▸ **SET EXERCISE**
Please pick out every line below that contains the word "brown" and copy each of those lines in full.

▸ **EXTRACTED INFORMATION**
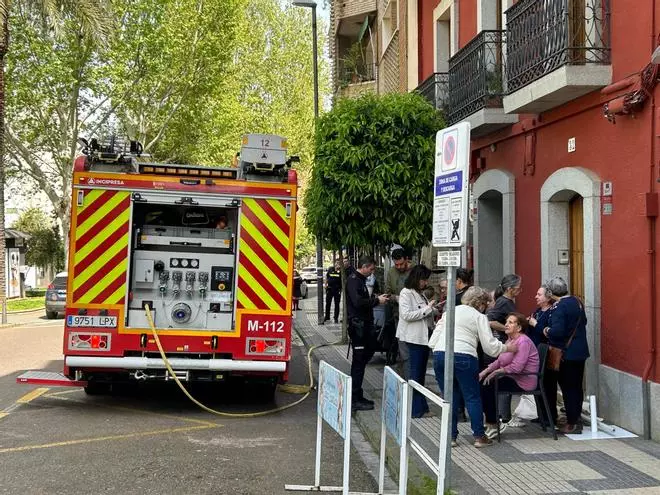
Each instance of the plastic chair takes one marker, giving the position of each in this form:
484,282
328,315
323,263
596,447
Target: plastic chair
540,390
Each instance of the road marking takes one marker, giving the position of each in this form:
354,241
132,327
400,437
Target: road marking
30,396
58,396
106,438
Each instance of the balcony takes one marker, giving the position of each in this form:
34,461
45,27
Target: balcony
436,90
353,81
557,50
351,14
477,85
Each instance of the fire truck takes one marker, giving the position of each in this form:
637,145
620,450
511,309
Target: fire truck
209,250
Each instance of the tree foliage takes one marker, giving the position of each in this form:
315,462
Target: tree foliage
373,175
45,248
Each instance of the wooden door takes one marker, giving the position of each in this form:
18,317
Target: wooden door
576,234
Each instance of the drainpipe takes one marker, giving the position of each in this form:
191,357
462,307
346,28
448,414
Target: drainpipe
651,214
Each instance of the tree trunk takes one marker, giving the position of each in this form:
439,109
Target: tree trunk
4,39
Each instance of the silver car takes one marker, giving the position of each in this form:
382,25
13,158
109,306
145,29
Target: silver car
56,296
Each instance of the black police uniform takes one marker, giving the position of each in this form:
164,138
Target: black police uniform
360,329
333,292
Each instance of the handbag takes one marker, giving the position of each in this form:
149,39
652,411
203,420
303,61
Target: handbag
437,332
556,354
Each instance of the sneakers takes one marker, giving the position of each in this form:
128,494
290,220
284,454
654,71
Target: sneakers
363,404
482,442
569,429
491,431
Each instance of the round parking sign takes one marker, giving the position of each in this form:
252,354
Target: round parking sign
449,151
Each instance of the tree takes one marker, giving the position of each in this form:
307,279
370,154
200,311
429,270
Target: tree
45,248
93,22
373,173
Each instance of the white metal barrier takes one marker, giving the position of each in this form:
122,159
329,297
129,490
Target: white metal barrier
442,466
333,407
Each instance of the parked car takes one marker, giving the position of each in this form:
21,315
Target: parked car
308,274
56,296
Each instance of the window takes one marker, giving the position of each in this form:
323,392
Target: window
389,23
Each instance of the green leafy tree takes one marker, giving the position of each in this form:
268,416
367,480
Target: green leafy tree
93,22
373,174
45,248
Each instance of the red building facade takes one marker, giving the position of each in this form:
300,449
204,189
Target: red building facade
561,96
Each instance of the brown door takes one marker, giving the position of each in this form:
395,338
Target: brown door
576,233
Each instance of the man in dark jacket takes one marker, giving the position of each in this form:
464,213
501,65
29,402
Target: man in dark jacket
333,290
361,327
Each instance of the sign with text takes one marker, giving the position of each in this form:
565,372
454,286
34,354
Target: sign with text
334,398
449,258
393,411
450,187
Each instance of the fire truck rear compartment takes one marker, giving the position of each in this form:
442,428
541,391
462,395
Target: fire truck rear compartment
183,263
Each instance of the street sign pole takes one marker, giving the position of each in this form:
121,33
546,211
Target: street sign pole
450,218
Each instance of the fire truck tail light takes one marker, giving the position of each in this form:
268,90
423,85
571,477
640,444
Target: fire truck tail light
89,341
265,347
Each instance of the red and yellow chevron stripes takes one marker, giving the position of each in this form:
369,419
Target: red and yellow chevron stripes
263,264
100,248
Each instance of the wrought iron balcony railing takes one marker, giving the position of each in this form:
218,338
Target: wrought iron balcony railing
476,76
354,75
436,90
543,35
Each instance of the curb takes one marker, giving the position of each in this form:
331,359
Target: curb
26,311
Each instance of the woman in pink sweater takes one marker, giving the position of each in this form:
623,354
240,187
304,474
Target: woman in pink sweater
521,367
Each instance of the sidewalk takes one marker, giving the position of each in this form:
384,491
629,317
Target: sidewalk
526,461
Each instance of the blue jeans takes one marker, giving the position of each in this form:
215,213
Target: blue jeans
419,357
466,382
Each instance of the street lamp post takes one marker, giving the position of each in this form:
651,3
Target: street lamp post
319,247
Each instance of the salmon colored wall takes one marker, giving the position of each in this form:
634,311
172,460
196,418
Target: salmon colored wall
426,43
618,153
467,21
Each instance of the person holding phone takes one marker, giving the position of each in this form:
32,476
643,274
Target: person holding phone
416,321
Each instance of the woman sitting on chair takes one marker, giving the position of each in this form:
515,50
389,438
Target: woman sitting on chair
522,367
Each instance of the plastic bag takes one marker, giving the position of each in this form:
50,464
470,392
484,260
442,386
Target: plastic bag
526,408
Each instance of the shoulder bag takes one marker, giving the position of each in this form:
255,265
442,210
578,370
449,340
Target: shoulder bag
556,354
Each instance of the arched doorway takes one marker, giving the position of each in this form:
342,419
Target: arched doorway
493,230
570,246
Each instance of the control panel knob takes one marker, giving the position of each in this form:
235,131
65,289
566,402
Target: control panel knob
181,313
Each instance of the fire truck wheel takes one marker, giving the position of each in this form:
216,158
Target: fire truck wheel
96,388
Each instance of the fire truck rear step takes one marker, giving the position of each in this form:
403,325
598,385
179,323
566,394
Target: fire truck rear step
52,378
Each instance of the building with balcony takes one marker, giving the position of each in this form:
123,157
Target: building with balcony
564,167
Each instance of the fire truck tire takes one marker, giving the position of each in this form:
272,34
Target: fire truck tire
97,388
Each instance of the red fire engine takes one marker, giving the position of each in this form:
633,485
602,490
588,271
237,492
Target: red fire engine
209,250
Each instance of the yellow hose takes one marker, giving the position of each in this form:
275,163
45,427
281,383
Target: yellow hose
294,389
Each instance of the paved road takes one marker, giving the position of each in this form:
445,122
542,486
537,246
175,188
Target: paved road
151,440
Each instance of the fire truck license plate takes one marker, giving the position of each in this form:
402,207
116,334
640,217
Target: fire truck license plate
91,321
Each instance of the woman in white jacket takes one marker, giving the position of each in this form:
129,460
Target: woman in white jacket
470,328
415,322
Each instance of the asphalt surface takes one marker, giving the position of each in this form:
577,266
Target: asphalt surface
152,439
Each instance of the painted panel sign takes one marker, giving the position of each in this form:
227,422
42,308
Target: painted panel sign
393,406
334,397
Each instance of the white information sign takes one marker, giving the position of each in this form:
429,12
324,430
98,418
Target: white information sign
393,411
449,258
450,187
333,398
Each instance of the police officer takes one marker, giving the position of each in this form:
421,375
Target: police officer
361,327
333,290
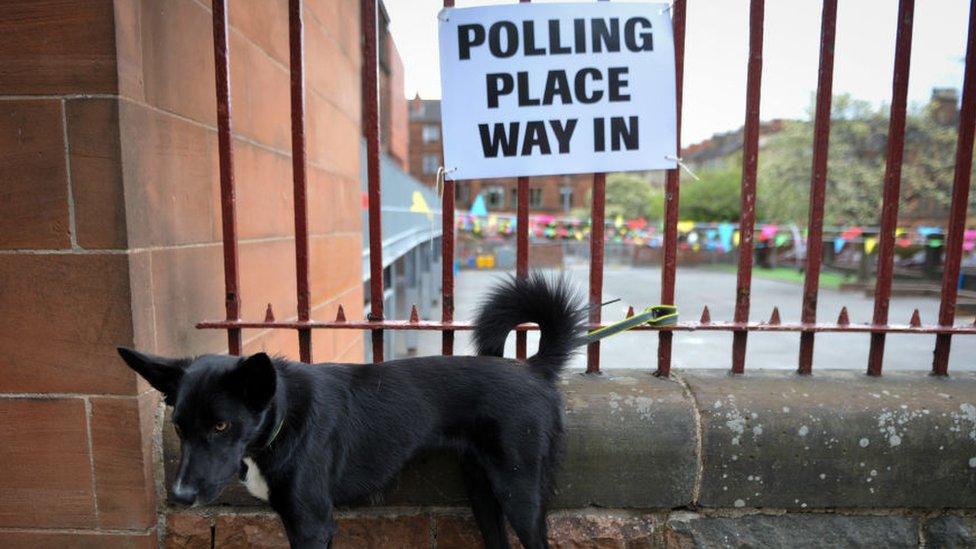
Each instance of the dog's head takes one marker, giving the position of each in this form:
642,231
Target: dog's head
219,405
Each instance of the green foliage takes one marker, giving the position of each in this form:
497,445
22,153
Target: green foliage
856,167
714,198
632,196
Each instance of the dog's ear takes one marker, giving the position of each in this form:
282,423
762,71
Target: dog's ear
254,379
164,374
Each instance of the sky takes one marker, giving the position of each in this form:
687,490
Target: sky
716,49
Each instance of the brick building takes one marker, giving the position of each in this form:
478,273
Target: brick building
547,194
110,232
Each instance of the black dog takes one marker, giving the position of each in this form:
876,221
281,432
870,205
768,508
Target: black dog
311,437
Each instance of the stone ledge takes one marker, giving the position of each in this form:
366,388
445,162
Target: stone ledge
836,439
452,528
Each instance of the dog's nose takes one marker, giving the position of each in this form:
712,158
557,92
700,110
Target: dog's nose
184,494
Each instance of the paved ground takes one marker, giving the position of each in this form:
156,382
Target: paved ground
700,286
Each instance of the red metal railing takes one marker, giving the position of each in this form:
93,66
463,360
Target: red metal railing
740,326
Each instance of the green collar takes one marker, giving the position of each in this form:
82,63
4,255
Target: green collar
274,434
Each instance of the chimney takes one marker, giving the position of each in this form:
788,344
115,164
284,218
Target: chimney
944,106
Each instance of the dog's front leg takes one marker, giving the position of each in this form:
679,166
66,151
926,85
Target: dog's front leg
307,520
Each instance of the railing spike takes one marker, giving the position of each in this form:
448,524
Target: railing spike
842,318
916,321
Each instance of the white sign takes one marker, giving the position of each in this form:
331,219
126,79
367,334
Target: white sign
542,89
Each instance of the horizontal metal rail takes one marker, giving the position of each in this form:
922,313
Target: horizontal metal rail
679,327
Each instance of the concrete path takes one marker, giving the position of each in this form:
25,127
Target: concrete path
697,287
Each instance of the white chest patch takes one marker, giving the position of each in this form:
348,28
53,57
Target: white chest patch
254,480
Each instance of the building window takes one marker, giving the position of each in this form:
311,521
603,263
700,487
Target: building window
431,163
431,133
463,193
535,198
495,197
566,198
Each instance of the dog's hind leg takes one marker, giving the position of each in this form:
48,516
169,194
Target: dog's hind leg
520,495
484,505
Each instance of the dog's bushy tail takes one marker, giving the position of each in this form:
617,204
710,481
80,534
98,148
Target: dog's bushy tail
549,302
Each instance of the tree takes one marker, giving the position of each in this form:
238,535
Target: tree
632,196
856,166
715,197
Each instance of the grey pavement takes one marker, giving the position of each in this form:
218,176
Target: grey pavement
696,287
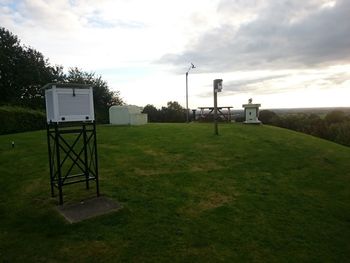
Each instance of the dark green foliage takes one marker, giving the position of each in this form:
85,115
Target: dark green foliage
174,112
23,71
103,97
16,119
334,126
152,113
268,117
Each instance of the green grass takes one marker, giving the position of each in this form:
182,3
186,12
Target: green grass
252,194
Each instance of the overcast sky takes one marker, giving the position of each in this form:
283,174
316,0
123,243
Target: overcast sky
281,53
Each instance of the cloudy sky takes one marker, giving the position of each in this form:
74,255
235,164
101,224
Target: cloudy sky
281,53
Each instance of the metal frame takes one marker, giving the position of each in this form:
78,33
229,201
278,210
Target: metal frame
72,155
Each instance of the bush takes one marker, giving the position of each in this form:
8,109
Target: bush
17,119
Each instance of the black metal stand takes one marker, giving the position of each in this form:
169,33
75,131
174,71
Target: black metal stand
72,155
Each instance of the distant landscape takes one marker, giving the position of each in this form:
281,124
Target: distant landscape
251,194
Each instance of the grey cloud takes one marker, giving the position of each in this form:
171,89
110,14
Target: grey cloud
285,35
262,86
255,85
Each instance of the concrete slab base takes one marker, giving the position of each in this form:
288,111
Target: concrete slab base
87,209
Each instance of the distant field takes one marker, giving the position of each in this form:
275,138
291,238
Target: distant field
252,194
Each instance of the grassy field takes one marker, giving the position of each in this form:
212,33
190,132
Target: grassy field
252,194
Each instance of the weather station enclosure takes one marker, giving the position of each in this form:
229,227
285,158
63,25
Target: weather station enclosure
69,102
71,136
251,112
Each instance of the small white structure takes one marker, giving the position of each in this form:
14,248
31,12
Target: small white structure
127,115
68,102
251,112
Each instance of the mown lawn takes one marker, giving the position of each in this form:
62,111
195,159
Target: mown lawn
252,194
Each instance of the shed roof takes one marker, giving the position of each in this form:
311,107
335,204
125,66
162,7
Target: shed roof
67,85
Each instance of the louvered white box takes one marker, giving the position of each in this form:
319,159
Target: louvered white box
69,102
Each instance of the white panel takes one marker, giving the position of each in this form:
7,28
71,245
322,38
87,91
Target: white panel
73,105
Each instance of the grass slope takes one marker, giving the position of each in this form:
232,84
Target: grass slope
252,194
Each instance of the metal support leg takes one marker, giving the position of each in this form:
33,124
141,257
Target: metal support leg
96,161
59,171
86,166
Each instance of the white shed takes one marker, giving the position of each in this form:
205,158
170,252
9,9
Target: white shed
127,115
251,112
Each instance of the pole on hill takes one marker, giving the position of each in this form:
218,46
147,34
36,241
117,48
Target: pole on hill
217,85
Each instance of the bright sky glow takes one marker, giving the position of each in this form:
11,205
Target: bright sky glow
282,54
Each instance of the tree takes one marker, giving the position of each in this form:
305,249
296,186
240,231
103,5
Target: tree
23,72
103,97
268,117
152,112
174,112
335,116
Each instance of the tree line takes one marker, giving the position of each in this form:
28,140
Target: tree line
173,112
24,71
334,126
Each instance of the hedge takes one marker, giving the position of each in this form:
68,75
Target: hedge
17,119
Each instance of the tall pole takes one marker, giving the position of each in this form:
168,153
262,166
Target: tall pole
217,87
187,118
187,112
216,131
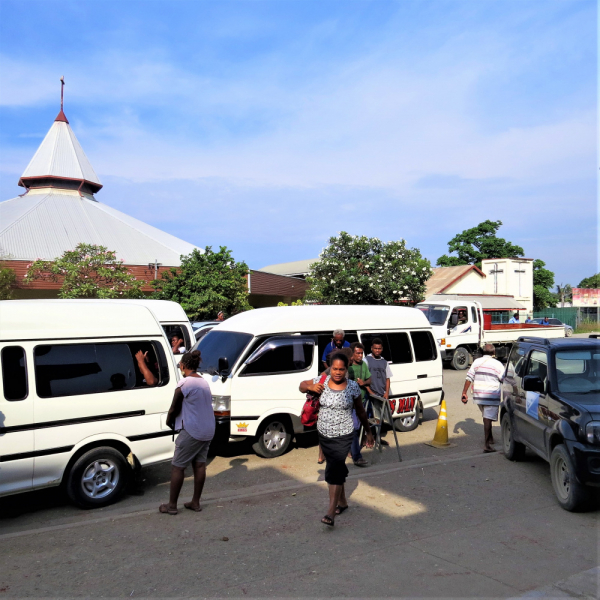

▸ **RESULT OF THE TASK**
Each instance of the brown door takes one marker, giving the position of each in this form:
Target: brown door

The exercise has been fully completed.